Stored records

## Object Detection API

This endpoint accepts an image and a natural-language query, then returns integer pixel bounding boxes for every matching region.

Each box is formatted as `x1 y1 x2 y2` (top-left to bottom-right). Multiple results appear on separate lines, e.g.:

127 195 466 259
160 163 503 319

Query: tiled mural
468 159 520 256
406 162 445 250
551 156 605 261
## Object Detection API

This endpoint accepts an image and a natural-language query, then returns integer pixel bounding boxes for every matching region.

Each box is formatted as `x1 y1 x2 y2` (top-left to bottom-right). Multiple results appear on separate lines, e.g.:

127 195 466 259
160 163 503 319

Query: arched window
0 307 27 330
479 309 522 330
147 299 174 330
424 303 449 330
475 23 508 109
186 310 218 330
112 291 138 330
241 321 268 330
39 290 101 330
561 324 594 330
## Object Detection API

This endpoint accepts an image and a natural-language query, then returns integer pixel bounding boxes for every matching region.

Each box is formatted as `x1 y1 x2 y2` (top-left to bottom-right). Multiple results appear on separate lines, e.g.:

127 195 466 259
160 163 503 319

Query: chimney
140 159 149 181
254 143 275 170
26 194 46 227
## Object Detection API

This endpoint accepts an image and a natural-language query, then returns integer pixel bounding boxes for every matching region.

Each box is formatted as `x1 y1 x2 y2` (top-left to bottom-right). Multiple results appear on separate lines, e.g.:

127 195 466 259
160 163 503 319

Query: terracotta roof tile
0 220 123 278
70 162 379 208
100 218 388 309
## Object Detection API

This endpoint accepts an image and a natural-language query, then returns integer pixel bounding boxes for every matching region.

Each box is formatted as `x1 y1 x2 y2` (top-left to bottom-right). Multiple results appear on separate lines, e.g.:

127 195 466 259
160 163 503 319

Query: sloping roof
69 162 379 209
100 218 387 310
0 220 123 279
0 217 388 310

Work instructions
Reproduce every item above, swapping "endpoint" for "service" wherever it occurs and keeping all other text the same.

Final result
## Object Detection API

This service accepts an image and a natural-language query, then returns integer pixel bounding boxes for every matching region.

Each box is formatted as `x1 y1 x2 y2` (top-left to bottom-right). Multiple results appear on separate lines, e.g.:

127 195 466 259
160 163 503 319

Query: tiled mural
468 159 520 256
406 162 445 250
551 156 605 261
## Object Detection API

This service accepts an image and a natural-language query, then returns integer pixel bounding boxes for every matching region.

Each box is formatted as `x1 y1 x2 y2` (top-left to bottom-right). Multiple results appear on separate lines, e.g.:

127 195 466 259
160 163 503 319

Query: arched window
0 307 27 330
479 309 522 330
147 299 174 330
424 303 449 330
475 23 508 109
186 310 218 330
112 291 138 330
241 321 268 330
39 290 101 330
561 324 594 330
## Object Detection API

This service accepts an image and a natural-language query, then returns integer pixel bounding boxes for every matching region.

Each box is formatted as `x1 y1 x2 y2` (top-left to bottom-right). Multiple results appear on separate lines, e.g.:

127 195 466 259
160 163 503 319

Query: chimney
140 159 149 181
254 143 275 170
26 194 46 227
## Object Detection API

This service accepts an image and a natural-language query, then returns integer pixel bounding boxes for every matching region.

Each box is formatted as `x1 y1 x2 y2` (top-left to bottom-right). Multiple results appear on separate lines, e.g.:

127 195 466 259
160 163 503 319

Query: terracotta roof tile
0 220 123 278
70 162 379 208
100 218 388 309
## Object Detection API

This service accepts an image and a natural-language query, then returns integer pixel bounding boxes for every matching region.

Each box is formatted as `x1 y1 x2 y2` (top-left to bottom-right). Multiple results appear on separate lines, e.g.:

127 195 466 259
160 163 503 319

Query: sloping roof
69 162 379 209
100 218 387 310
0 220 123 279
0 217 388 310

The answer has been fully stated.